- _PAGE EXTRACT_

On Saturday, January 7, 2017 at 2:09:45 PM UTC+13, JF Mezei wrote:
On 2017-01-05 21:52, William Mook wrote:

Campaigning along Florida’s “Space Coast” near NASA’s Kennedy Space Center, Trump vowed to revitalize the agency through cost-saving partnerships with the burgeoning commercial space industry.



Political time filling meaningless words.


That depends. If Space-X is an example of a burgeoning commercial space industry, and buying a reusable rocket is entering a cost-saving partnership, according to Musk the agency can expect to save a lot of money. Similarly, if NASA enters a cost-saving partnership with someone who is building a network of 4000 telecommunications satellites to blanket the Earth with broadband, then they can dispense with their own telecom satellites and share in substantial cost savings going forward. Ditto for working with companies that plan to settle Mars.

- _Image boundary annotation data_
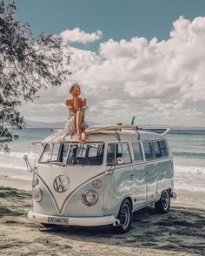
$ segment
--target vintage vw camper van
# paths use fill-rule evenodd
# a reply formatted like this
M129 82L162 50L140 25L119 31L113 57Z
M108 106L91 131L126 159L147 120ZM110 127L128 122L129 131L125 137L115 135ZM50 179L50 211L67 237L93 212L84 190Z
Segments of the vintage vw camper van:
M163 134L134 125L88 129L86 144L50 142L33 172L30 220L44 226L103 226L125 232L132 213L155 204L168 212L173 157ZM28 164L28 160L25 158Z

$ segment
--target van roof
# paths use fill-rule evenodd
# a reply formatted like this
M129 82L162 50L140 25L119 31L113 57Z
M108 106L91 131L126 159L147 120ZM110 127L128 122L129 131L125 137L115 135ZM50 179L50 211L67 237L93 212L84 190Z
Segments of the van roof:
M87 142L119 142L119 141L136 141L140 140L151 140L151 139L163 139L165 136L158 134L155 132L145 131L130 131L123 130L122 131L96 131L96 132L91 132L87 135ZM67 136L64 138L64 143L76 142L76 137L74 135L72 137ZM46 143L60 143L61 141L56 141L55 139L55 134L50 136L50 139L45 139L43 142Z

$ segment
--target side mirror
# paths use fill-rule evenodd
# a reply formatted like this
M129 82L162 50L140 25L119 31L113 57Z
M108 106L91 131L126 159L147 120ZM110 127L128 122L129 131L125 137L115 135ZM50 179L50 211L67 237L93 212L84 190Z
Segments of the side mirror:
M28 169L28 172L33 172L33 168L30 166L30 162L28 160L28 156L27 155L24 155L23 156L23 159L24 159L24 161L26 163L26 167Z
M25 161L28 161L28 155L24 155L24 156L23 156L23 159L24 159Z
M119 157L116 158L116 165L123 165L124 164L124 158L122 157Z

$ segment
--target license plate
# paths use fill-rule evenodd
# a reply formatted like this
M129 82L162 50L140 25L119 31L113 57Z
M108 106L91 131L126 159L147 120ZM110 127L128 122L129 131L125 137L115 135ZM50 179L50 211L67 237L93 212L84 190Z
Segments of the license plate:
M53 224L69 224L69 218L54 218L54 217L49 217L48 218L49 223Z

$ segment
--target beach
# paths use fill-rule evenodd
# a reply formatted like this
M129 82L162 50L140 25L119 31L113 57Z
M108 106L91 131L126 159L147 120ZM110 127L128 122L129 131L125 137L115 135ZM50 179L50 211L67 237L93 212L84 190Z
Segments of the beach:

- _TASKS TO CARRY OUT_
(a) List every person named in the space policy discussion.
(b) Write the next part of the space policy discussion, continuing after its last sentence.
This data has no connection to the space policy discussion.

- _TASK-BY-TASK ANSWERS_
(a) JF Mezei, William Mook, Trump, Musk

(b)
http://spacenews.com/spacex-opening-...nd-satellites/

https://spaceflightnow.com/2016/03/3...or-40-million/

http://www.space.com/34213-spacex-in...in-images.html




In fact, NASA has already done that by going with SpaceX, OrbitalATK,
and to a lesser extent giving Boeing subsidies to develop its CST100.


https://www.nasa.gov/launchschedule/

http://spaceflightnow.com/launch-schedule/

NASA is spending close to $20 billion in 2017 and very little of it is on partnerships that will save the agency money.

Trump has priorities, and NASA isn't one of them.

My guess is that he will deflect to Congress/Senate any stuff that he is
not interested in. And NASA may be one of many such things.

We'll see.



New opportunities for private sector initiatives will arise in the wake of NASA restructuring.